- **Dataset extract**:
__________
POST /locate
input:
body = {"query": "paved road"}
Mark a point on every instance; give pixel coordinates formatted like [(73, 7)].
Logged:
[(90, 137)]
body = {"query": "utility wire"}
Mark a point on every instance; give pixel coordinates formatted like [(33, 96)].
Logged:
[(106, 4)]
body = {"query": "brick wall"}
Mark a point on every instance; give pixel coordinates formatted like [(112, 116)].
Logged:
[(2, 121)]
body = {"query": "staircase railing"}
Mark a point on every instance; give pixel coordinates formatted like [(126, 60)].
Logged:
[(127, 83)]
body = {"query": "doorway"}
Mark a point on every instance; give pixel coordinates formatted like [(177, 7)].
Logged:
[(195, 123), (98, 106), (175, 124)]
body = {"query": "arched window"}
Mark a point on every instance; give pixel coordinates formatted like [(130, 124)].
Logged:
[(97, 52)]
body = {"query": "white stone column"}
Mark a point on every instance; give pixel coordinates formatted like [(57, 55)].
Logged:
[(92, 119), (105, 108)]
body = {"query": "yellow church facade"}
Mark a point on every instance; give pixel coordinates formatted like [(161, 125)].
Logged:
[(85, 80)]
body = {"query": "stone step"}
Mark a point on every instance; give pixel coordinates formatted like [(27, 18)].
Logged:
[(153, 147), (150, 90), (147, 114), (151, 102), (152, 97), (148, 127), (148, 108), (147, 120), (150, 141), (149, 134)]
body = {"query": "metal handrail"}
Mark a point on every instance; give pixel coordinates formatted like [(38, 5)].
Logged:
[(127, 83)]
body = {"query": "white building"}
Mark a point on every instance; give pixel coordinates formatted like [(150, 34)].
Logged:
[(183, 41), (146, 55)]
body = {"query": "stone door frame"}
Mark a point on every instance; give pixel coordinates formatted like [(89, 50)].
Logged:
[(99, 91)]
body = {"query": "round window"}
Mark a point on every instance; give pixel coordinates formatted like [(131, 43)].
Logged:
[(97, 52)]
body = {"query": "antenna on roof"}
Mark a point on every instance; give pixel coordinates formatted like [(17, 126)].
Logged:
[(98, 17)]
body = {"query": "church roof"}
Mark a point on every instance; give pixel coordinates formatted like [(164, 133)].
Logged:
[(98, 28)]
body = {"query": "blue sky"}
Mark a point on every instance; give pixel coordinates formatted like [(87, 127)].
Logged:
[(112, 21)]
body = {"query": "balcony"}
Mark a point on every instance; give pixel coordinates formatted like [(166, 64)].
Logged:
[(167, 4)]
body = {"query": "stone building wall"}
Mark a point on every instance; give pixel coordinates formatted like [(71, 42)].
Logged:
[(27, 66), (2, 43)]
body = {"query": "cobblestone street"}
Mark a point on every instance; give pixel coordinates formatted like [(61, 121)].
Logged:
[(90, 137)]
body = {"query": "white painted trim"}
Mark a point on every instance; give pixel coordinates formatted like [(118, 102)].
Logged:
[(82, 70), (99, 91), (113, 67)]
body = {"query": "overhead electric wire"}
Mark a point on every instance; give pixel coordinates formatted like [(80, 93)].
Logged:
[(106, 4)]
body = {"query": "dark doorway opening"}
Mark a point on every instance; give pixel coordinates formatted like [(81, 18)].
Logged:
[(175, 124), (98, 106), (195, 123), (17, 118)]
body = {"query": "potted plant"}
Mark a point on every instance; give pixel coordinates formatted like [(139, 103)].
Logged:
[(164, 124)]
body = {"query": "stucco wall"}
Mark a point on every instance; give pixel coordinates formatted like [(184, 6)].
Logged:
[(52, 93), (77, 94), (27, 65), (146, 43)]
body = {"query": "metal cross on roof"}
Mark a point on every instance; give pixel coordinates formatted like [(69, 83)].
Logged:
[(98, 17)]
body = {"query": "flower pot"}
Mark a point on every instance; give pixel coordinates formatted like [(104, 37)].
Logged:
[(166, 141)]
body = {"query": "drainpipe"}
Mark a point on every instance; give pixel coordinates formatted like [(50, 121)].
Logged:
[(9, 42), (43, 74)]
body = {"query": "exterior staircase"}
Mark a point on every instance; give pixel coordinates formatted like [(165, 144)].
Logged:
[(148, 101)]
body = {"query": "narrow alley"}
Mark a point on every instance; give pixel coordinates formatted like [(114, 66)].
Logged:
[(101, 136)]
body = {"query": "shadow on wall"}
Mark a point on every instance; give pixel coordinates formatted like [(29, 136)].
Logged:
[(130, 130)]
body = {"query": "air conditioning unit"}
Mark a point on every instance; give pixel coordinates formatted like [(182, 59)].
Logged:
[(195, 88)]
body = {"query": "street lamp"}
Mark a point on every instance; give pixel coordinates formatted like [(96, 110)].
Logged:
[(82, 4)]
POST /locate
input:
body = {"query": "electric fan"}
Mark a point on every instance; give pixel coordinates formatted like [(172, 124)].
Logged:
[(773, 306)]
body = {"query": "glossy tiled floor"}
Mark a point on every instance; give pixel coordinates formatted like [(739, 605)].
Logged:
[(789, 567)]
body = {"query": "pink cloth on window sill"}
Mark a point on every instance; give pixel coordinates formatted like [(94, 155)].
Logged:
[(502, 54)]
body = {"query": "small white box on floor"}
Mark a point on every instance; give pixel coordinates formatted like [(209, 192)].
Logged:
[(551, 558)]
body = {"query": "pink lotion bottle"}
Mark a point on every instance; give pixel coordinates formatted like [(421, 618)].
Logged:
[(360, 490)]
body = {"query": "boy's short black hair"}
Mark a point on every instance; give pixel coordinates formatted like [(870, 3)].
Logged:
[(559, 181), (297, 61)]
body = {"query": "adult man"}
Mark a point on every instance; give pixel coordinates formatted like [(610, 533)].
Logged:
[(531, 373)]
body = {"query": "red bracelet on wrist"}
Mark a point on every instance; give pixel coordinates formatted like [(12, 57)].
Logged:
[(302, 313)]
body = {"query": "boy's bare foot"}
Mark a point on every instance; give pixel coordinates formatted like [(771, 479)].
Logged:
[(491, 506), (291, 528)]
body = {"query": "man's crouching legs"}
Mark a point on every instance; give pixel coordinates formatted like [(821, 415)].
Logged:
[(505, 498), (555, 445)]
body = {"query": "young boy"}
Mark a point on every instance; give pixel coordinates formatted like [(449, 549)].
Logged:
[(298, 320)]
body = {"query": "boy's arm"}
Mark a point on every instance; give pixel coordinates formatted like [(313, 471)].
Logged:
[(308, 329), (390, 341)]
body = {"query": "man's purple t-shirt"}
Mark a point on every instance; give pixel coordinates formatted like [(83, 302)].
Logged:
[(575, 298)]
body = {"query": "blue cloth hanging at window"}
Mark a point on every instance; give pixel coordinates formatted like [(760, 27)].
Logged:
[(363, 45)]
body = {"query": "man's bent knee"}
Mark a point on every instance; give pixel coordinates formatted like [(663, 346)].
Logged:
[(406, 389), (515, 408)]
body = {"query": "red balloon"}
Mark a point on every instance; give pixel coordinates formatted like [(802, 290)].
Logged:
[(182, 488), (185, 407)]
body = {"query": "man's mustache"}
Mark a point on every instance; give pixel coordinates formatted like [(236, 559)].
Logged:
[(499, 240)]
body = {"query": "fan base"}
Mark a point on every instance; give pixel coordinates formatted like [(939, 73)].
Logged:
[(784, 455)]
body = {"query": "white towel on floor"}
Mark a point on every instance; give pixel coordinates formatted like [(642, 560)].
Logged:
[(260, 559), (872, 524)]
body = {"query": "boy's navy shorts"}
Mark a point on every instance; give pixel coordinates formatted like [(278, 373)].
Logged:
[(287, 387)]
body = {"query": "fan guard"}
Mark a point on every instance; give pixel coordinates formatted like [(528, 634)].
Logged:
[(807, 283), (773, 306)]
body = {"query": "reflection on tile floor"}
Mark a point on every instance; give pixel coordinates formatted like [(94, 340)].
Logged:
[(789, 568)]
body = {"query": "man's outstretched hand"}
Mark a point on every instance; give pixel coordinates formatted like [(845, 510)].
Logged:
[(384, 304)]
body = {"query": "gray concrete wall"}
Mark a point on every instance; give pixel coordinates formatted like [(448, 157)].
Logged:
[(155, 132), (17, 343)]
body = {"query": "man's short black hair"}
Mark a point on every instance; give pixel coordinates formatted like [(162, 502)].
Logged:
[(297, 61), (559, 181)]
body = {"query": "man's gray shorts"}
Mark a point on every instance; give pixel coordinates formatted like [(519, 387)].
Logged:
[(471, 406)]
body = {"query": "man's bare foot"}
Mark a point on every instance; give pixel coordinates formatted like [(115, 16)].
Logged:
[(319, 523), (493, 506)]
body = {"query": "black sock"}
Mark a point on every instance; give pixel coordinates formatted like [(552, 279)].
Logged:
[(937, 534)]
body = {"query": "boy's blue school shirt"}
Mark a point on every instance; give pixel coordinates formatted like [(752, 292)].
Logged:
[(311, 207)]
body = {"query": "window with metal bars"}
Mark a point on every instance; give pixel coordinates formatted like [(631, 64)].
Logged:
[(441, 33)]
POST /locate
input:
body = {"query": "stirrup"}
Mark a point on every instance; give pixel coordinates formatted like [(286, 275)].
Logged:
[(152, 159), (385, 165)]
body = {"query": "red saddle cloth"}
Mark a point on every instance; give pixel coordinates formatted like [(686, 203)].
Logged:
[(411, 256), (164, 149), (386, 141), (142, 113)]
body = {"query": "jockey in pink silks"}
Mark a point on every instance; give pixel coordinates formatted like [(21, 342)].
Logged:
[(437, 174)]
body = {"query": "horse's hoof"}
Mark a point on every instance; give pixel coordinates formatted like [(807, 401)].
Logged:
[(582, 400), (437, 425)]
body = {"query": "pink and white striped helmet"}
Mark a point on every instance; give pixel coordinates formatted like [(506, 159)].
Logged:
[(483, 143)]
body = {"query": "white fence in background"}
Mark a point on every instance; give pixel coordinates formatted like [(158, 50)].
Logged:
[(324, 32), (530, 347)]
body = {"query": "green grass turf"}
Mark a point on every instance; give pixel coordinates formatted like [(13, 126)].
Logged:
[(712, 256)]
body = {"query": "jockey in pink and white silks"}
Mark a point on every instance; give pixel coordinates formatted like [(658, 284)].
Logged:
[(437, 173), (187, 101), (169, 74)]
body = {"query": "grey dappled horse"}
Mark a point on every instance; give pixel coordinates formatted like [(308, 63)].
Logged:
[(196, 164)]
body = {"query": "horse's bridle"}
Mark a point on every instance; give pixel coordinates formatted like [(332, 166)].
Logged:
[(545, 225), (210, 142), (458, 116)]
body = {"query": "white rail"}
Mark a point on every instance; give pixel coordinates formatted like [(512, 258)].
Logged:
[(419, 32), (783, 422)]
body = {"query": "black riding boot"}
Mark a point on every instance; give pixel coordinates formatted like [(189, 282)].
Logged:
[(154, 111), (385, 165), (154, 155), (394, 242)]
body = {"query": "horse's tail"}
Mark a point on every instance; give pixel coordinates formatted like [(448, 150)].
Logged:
__________
- **Set exercise**: Reproduce nothing but the lines from the line containing "in pink and" to the last line of the data, each exactly as written.

- **Output for this task**:
body = {"query": "jockey in pink and white silks"}
Mark a point on every instance; give pixel coordinates formatted like [(658, 284)].
Logged:
[(437, 173), (187, 101), (169, 74)]
body = {"query": "grey dappled horse"}
Mark a point on every instance; give pixel coordinates formatted like [(308, 63)].
Logged:
[(196, 164)]
body = {"query": "horse's bridle"}
Mark a point on every instance; give pixel coordinates formatted like [(332, 166)].
Logged:
[(545, 225), (210, 142), (458, 116)]
body = {"query": "white rail"}
Mark a point on every instance; give pixel coordinates formatted like [(512, 258)].
Logged:
[(419, 32), (783, 422)]
body = {"query": "black riding boot"}
Mark a point on every instance; give pixel coordinates formatted like [(189, 282)].
Logged:
[(154, 111), (385, 165), (154, 155), (394, 242)]
body = {"query": "horse's tail"}
Mark a point on every instance; give pixel coordinates formatted like [(448, 150)].
Logged:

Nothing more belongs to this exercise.